Rewrite the material below, changing "bounding box" to "rectangle" wherever it occurs and leaving all other text unchanged.

start Provided information

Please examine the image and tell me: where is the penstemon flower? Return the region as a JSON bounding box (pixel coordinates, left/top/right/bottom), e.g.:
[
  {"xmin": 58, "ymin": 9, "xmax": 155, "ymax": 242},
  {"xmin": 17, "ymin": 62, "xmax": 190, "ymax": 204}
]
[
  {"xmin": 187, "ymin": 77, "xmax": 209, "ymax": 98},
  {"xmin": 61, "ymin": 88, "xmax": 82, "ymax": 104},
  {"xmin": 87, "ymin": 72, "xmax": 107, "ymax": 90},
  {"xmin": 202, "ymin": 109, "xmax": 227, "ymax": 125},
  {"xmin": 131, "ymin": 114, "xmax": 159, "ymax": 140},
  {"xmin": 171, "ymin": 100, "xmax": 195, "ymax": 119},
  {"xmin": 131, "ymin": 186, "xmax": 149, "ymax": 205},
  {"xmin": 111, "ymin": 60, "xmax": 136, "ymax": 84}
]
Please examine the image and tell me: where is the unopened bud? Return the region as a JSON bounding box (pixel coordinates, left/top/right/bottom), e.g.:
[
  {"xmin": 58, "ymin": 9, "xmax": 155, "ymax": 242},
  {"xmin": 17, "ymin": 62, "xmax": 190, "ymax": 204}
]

end Provided information

Solution for this exercise:
Please examine the image and tell me: where is the penstemon flower? Return the region as a JSON rectangle (pixel coordinates, left/top/right/bottom), e.g.:
[
  {"xmin": 58, "ymin": 9, "xmax": 155, "ymax": 242},
  {"xmin": 17, "ymin": 62, "xmax": 190, "ymax": 204}
]
[
  {"xmin": 187, "ymin": 77, "xmax": 209, "ymax": 98},
  {"xmin": 61, "ymin": 88, "xmax": 82, "ymax": 104},
  {"xmin": 87, "ymin": 72, "xmax": 107, "ymax": 90},
  {"xmin": 202, "ymin": 109, "xmax": 227, "ymax": 125},
  {"xmin": 131, "ymin": 114, "xmax": 159, "ymax": 140},
  {"xmin": 171, "ymin": 100, "xmax": 195, "ymax": 119},
  {"xmin": 131, "ymin": 186, "xmax": 149, "ymax": 205},
  {"xmin": 111, "ymin": 60, "xmax": 136, "ymax": 84}
]
Please examine the image and tell me: where is the unopened bud? Return the region as a JSON rectangle (pixel coordinates, left/top/right/bottom), e.g.:
[
  {"xmin": 58, "ymin": 9, "xmax": 155, "ymax": 242},
  {"xmin": 17, "ymin": 62, "xmax": 190, "ymax": 204}
]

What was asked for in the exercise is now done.